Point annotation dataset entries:
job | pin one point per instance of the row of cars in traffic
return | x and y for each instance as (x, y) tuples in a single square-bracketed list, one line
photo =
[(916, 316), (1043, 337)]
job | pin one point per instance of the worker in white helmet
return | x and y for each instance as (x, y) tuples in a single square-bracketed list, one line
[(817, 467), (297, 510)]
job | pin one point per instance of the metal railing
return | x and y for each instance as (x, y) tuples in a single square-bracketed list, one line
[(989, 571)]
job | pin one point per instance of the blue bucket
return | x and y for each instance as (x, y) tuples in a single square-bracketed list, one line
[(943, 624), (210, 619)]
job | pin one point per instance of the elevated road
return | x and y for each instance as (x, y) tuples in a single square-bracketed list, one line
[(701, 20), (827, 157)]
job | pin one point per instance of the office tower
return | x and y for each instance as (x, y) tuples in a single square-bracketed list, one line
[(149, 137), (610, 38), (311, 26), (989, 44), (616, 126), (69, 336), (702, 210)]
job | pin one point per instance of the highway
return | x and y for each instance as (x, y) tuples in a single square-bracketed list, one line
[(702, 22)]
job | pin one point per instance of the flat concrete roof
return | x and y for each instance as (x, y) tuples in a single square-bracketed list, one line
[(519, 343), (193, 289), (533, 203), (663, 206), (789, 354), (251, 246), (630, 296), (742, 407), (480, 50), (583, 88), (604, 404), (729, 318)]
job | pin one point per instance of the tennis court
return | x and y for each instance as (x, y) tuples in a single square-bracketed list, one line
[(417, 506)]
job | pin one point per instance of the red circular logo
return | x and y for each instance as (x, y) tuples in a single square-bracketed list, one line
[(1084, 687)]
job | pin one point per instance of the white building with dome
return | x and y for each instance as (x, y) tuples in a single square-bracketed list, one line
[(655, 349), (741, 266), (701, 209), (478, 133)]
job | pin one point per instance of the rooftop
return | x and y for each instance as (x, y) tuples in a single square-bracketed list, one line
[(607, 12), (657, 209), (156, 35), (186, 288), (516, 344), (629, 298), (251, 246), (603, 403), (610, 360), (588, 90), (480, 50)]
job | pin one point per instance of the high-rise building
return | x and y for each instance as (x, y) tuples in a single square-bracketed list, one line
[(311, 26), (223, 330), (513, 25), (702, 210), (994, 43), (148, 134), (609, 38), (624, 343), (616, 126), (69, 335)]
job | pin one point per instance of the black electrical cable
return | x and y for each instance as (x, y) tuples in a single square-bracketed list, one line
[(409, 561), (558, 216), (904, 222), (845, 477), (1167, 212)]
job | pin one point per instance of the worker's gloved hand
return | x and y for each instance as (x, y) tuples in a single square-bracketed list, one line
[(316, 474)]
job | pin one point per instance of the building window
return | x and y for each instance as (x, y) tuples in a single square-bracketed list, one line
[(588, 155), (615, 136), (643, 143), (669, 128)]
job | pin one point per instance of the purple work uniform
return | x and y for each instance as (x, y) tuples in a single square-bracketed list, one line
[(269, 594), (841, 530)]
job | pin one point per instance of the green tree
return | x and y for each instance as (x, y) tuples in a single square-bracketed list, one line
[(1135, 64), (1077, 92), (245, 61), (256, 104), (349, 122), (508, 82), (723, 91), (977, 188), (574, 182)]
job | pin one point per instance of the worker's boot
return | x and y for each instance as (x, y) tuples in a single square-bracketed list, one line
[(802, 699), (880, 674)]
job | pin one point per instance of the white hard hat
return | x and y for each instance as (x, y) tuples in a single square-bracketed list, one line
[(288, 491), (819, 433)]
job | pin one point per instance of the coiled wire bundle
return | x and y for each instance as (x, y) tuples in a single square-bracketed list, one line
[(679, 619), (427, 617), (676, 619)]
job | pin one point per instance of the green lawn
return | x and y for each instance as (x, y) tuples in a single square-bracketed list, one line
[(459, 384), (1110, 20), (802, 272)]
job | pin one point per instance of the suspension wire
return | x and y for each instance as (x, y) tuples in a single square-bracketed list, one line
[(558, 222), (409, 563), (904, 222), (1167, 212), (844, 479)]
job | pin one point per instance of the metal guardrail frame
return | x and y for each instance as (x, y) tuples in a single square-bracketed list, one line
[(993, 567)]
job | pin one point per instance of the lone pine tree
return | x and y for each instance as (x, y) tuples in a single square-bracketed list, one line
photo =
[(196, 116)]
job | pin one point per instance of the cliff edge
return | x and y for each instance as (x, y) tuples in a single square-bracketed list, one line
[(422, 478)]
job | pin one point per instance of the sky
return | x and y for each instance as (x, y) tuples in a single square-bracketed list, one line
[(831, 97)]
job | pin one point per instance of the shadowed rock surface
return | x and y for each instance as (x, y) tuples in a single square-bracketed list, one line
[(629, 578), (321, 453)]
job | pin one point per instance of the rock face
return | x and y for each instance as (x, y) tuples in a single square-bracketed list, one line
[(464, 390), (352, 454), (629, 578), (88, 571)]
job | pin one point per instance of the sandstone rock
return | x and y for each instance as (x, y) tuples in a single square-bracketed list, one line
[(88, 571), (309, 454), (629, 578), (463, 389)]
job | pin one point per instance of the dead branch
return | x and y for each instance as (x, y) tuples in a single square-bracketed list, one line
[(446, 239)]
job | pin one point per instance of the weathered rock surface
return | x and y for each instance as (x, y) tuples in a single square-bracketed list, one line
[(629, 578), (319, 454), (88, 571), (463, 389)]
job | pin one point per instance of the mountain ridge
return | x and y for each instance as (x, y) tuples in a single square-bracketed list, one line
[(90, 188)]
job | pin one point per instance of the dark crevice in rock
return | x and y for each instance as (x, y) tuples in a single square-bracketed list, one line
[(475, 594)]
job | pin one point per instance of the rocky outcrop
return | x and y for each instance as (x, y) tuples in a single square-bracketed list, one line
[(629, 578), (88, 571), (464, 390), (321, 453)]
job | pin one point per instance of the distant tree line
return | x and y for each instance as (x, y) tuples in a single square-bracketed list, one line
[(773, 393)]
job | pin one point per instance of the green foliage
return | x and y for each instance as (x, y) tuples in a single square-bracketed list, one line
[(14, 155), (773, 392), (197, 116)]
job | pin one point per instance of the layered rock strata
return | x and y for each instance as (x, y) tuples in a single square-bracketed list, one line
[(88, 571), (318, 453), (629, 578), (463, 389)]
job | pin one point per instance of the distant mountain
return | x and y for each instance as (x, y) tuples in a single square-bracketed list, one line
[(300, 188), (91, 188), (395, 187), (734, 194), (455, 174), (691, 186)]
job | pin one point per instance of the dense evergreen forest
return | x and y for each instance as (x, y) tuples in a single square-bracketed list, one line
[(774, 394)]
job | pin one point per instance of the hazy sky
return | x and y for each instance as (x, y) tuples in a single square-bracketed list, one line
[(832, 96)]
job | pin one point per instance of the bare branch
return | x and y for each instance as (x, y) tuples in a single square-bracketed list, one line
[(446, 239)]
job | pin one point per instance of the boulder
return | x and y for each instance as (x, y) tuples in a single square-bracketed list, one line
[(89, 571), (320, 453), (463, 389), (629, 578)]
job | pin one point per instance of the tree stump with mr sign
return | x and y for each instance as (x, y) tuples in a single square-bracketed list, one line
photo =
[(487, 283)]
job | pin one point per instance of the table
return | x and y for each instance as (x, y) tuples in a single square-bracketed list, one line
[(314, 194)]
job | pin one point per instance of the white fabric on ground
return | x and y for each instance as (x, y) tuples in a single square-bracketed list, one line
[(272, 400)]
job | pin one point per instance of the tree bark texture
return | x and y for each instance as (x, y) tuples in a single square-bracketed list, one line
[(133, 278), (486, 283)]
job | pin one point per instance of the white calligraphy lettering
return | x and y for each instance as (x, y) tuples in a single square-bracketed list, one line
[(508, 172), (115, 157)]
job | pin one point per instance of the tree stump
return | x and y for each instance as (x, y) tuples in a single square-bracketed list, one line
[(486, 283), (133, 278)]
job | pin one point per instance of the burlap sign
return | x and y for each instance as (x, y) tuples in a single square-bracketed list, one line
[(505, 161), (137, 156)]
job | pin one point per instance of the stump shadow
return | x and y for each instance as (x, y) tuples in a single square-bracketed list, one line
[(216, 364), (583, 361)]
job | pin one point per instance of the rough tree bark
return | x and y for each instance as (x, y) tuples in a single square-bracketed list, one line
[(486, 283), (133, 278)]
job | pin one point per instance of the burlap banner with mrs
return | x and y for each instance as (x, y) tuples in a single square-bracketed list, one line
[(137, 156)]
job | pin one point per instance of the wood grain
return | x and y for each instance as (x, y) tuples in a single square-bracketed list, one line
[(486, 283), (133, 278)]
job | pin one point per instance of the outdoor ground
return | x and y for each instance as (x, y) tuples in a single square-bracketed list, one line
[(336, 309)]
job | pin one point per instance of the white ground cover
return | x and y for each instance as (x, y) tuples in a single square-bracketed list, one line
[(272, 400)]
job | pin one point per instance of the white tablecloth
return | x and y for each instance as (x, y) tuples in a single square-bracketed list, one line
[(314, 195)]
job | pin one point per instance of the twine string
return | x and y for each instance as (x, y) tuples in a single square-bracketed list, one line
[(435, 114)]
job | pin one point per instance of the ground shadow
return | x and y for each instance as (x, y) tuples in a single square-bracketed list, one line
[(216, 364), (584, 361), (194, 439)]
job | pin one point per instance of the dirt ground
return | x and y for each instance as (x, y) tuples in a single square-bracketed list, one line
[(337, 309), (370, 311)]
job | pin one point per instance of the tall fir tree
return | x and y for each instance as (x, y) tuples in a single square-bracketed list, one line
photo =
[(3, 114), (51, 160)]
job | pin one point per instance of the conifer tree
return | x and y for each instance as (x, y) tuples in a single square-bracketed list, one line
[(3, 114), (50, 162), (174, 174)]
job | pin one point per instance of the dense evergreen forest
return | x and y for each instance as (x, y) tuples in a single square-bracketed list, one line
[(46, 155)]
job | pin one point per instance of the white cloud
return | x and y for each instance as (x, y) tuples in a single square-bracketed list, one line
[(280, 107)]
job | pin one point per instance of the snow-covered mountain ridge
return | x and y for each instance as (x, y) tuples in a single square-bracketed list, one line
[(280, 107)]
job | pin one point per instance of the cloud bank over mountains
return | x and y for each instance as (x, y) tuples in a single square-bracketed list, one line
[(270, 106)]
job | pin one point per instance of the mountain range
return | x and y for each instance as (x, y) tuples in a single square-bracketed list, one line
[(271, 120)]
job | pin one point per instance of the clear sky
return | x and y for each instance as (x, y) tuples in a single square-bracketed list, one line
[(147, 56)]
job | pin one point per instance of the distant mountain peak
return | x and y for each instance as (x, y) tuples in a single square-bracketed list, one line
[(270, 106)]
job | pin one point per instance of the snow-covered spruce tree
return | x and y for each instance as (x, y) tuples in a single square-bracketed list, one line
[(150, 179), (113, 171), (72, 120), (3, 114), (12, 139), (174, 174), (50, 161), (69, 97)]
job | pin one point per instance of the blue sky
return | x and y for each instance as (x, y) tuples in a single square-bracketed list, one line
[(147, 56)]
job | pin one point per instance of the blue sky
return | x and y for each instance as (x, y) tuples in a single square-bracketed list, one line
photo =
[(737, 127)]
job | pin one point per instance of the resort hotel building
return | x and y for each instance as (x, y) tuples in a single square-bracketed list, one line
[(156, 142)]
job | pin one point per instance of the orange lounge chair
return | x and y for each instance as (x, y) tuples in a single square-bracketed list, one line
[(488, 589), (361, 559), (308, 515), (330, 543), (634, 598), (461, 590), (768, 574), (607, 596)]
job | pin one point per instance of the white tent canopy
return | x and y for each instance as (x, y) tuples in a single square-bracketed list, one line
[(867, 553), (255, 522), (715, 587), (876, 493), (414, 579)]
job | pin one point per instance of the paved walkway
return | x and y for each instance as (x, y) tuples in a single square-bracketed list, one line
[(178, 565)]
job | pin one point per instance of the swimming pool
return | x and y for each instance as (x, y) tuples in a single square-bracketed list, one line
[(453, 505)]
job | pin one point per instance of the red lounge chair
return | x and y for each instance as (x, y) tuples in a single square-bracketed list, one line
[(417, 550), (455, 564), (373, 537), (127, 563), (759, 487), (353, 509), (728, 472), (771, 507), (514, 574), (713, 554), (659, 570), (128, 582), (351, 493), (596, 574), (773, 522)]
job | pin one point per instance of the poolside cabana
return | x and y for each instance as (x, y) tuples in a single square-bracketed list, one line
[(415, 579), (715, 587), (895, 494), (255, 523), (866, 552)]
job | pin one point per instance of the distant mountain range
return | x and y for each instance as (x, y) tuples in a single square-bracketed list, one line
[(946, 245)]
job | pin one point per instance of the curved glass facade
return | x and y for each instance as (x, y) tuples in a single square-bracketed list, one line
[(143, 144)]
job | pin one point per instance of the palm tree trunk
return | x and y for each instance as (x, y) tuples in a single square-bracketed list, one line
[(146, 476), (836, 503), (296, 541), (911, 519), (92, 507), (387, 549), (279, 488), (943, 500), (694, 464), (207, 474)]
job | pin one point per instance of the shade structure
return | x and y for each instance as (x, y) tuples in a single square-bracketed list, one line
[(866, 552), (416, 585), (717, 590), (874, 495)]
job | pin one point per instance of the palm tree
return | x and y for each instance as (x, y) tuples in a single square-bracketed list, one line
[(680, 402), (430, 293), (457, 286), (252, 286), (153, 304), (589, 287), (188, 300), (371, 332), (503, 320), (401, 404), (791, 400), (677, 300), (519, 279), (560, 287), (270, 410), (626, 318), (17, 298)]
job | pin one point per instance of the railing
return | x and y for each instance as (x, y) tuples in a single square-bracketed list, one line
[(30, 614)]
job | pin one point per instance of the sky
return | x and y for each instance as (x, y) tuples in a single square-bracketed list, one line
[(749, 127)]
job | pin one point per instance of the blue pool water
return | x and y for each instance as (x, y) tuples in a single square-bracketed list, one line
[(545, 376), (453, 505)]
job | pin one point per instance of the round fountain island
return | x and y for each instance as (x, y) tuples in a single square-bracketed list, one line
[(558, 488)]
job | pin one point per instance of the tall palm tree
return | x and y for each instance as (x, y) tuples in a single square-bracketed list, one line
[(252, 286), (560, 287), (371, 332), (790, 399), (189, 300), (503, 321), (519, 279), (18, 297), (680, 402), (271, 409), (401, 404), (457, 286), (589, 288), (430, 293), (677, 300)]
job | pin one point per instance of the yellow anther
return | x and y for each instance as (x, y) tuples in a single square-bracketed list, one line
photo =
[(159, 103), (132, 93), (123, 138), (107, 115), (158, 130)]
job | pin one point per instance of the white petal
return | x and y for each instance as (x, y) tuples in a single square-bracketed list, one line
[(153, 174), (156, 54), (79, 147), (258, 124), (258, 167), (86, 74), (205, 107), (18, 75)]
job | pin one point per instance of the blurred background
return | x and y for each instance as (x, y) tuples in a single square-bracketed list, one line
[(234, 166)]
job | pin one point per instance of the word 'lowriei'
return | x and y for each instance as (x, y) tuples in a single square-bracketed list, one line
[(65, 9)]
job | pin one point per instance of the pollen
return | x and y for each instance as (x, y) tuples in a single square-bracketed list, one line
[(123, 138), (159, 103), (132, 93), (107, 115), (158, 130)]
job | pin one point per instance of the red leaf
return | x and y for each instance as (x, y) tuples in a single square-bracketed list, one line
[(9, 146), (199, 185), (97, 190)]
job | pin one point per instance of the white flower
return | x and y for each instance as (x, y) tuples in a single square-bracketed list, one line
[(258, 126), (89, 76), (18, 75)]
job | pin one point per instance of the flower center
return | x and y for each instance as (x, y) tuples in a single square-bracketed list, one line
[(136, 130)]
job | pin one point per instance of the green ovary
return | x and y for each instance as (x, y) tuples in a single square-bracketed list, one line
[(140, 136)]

SHORT EXERCISE = Reproduce every line of the entries above unchanged, from the line containing "job | pin one point per instance of the metal guardrail" down to the line containing "[(831, 97)]", both of those lines included.

OUTPUT FOR THIS TASK =
job | pin one point per instance of the metal guardrail frame
return | x and y for each instance as (x, y) tuples in a single square-bracketed list, one line
[(993, 567)]
job | pin one point per instance of the lone pine tree
return | x and y for each instance as (x, y) tuples in a single square-bracketed list, one line
photo =
[(196, 116)]
job | pin one point per instance of the cliff edge
return | x and y for each instance as (x, y) tuples in a single square-bracketed list, one line
[(422, 478)]
job | pin one point per instance of the sky
return | x and y for each instance as (x, y) tuples in a single square-bracketed list, one line
[(831, 97)]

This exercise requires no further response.